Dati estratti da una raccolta
::::::::::
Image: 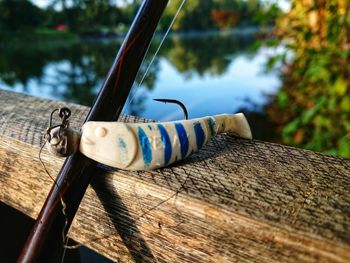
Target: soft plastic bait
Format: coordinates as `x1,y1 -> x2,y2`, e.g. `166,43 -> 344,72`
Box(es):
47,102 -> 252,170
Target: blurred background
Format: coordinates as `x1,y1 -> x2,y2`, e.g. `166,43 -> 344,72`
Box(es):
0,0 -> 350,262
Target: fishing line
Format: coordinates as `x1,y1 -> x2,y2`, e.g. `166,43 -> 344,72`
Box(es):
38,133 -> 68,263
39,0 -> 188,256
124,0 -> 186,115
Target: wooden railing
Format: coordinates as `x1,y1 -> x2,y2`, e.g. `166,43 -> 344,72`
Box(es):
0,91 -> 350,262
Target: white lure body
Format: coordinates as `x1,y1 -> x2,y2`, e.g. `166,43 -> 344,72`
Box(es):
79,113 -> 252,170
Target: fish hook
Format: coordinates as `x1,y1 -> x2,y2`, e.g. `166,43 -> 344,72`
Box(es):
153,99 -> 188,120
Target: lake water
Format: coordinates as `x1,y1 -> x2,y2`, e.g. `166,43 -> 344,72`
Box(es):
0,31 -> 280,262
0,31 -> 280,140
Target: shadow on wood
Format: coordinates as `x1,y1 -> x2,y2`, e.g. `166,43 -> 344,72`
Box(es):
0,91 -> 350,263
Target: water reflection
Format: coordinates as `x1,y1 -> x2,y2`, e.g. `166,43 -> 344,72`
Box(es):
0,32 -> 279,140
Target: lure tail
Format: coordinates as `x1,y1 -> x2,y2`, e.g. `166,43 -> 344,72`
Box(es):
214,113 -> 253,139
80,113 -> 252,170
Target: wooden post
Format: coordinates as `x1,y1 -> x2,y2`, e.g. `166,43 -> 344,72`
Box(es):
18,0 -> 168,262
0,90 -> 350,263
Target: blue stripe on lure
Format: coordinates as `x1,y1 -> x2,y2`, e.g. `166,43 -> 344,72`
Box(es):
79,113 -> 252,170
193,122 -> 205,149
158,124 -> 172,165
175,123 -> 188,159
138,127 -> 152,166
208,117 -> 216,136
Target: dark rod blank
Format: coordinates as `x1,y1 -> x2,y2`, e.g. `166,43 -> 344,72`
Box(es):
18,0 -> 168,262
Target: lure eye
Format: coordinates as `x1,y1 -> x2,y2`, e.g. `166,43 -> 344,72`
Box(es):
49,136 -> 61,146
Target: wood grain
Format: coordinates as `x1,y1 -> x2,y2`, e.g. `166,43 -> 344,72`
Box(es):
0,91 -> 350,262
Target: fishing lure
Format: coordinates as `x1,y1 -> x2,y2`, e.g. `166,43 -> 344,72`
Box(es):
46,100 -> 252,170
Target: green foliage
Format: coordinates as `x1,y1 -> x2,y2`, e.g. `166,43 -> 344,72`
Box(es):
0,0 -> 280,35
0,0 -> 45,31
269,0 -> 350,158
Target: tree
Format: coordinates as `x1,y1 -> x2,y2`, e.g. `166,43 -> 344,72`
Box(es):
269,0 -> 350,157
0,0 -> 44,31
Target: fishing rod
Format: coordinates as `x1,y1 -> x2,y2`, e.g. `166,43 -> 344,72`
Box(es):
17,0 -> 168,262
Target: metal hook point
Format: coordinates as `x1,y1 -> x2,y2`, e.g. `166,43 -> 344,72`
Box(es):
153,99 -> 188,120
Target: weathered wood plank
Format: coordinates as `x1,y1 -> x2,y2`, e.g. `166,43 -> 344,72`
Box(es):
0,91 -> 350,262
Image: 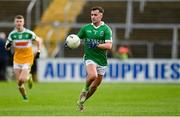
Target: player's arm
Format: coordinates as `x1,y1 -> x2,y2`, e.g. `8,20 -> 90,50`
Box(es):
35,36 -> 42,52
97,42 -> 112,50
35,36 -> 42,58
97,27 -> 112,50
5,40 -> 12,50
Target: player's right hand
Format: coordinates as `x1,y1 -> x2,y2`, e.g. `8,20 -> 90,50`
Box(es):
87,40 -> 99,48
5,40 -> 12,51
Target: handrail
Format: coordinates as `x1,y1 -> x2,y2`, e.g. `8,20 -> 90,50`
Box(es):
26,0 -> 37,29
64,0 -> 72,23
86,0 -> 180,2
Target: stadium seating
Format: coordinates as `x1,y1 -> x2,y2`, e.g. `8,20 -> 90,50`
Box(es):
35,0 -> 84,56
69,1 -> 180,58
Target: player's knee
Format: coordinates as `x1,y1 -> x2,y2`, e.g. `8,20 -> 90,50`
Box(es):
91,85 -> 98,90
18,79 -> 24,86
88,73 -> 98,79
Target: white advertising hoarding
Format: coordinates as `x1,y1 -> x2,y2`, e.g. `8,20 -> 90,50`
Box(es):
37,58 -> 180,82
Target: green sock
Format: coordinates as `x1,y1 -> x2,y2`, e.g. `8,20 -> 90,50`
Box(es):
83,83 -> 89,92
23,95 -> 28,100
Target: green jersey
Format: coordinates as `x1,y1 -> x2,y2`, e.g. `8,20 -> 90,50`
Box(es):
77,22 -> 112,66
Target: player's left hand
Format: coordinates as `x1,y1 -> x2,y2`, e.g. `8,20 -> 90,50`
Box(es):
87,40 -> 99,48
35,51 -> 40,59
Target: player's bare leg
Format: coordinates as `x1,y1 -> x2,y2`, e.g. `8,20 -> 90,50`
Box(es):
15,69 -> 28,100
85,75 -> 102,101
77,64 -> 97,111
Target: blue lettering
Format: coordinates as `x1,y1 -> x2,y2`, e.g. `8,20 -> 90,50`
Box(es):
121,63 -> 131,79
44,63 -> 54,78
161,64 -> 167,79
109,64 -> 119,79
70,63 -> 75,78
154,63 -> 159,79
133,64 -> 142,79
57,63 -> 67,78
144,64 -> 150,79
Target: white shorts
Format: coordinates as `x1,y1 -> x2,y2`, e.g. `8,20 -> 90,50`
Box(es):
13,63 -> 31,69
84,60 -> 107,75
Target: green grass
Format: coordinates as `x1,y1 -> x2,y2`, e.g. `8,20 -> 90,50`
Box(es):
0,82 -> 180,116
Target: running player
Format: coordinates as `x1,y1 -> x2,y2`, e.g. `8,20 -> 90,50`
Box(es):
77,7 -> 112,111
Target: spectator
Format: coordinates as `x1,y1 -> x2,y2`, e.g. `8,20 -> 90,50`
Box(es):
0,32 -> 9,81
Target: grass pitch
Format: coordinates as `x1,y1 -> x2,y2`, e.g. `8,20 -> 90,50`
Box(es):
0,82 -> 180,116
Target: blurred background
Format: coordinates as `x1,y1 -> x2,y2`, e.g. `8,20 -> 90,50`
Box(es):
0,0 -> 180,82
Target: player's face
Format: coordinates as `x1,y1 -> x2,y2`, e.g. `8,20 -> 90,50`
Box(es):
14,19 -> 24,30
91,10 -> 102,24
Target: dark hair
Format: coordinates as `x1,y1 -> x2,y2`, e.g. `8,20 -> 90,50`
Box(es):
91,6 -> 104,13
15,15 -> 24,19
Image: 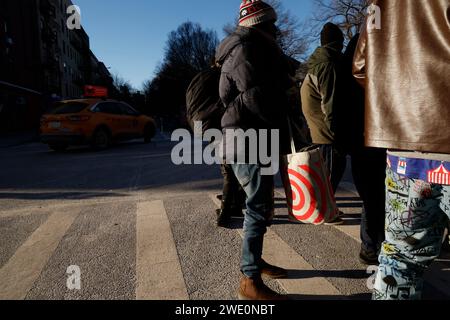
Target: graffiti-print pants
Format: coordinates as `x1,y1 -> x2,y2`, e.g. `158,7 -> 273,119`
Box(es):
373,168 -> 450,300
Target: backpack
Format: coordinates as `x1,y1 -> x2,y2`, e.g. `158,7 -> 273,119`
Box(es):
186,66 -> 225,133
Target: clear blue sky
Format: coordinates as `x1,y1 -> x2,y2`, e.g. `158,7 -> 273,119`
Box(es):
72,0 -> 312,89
::::::::::
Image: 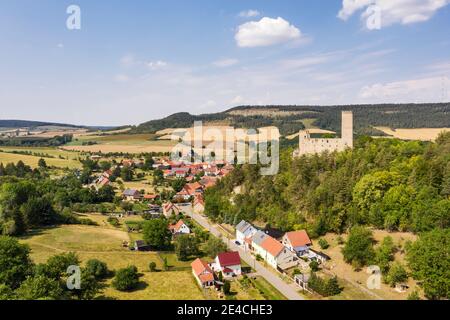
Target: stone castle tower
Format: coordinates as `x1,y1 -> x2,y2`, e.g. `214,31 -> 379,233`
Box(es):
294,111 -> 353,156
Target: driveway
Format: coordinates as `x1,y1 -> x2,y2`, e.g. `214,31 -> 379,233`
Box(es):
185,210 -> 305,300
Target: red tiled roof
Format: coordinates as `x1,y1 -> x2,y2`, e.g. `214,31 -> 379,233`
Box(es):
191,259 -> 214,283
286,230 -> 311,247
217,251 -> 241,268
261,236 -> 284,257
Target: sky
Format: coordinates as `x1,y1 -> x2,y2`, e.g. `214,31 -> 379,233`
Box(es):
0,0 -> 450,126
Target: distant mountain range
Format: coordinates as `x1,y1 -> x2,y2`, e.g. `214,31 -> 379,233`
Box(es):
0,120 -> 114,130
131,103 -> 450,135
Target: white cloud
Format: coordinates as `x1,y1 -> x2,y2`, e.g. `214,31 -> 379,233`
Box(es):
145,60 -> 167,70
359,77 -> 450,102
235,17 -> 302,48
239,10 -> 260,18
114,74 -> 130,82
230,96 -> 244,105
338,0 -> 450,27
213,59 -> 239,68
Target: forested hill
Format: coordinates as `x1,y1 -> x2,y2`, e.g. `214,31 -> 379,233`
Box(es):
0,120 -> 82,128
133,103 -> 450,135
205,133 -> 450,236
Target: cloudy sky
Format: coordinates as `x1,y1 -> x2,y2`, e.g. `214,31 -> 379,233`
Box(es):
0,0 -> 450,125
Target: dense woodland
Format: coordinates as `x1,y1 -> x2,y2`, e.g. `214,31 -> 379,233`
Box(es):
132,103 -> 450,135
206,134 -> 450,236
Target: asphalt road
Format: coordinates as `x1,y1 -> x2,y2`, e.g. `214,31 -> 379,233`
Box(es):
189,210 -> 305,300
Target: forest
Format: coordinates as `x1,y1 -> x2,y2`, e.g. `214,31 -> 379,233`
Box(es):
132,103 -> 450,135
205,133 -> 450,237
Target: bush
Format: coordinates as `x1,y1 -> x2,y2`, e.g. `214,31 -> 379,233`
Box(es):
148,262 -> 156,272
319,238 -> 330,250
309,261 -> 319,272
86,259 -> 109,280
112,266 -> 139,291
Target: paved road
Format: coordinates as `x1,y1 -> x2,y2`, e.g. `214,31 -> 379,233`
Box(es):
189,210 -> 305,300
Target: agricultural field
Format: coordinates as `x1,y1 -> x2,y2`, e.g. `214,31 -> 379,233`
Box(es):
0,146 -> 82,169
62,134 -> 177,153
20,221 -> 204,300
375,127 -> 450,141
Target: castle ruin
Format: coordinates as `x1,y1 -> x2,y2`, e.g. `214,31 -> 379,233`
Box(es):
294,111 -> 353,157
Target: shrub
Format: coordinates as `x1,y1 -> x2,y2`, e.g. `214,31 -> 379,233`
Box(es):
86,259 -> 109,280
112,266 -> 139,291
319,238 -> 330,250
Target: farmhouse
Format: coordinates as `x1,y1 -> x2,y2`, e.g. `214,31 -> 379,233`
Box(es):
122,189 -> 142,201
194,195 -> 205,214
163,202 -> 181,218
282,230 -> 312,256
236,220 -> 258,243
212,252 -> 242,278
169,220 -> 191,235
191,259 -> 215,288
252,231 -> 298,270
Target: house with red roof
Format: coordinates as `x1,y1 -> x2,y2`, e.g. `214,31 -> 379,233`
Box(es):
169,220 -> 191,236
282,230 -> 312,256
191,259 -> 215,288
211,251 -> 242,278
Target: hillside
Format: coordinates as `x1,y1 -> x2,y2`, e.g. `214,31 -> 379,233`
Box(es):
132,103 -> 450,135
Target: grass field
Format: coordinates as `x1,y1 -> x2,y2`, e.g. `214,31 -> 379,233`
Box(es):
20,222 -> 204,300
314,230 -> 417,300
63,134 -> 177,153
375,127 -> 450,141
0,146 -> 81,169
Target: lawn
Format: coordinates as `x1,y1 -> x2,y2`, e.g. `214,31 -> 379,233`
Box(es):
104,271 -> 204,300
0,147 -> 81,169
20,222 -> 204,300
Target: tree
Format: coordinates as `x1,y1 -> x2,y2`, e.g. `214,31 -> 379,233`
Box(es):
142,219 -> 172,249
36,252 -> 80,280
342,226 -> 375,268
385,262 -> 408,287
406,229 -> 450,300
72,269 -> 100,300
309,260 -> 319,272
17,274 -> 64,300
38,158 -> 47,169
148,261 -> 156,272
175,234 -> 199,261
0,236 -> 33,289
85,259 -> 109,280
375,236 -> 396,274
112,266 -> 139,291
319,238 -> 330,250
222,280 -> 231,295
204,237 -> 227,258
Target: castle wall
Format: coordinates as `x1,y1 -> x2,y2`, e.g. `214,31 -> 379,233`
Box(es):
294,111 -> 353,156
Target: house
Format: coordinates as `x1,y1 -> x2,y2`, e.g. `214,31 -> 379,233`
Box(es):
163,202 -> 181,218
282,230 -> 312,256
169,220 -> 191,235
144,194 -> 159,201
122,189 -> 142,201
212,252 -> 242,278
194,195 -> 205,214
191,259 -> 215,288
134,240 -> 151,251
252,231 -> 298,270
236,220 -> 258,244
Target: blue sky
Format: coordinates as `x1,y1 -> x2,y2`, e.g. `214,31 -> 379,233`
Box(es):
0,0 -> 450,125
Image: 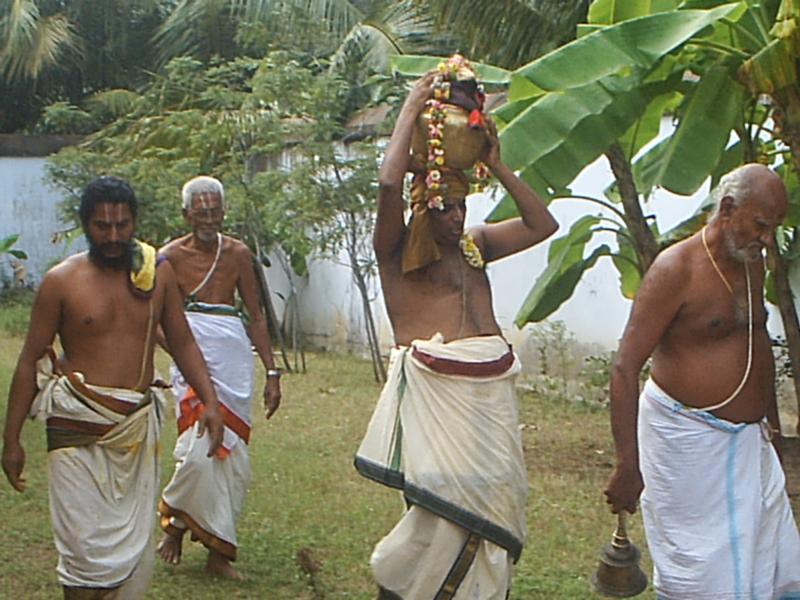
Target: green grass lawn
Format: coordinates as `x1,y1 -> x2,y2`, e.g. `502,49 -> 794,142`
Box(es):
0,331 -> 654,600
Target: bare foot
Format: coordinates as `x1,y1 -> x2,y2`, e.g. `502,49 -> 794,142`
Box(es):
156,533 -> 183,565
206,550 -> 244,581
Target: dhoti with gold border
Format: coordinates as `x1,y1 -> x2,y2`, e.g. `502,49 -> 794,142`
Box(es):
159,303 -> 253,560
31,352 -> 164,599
::::::::::
* **Obiettivo dell'esercizio**:
Individua e copia tutte le righe qui sopra che contengono la stringa "with". Distingui tra maiuscole e minuscole.

* **Risultato corretto**:
Target: house with red roof
Target: dhoti with gold border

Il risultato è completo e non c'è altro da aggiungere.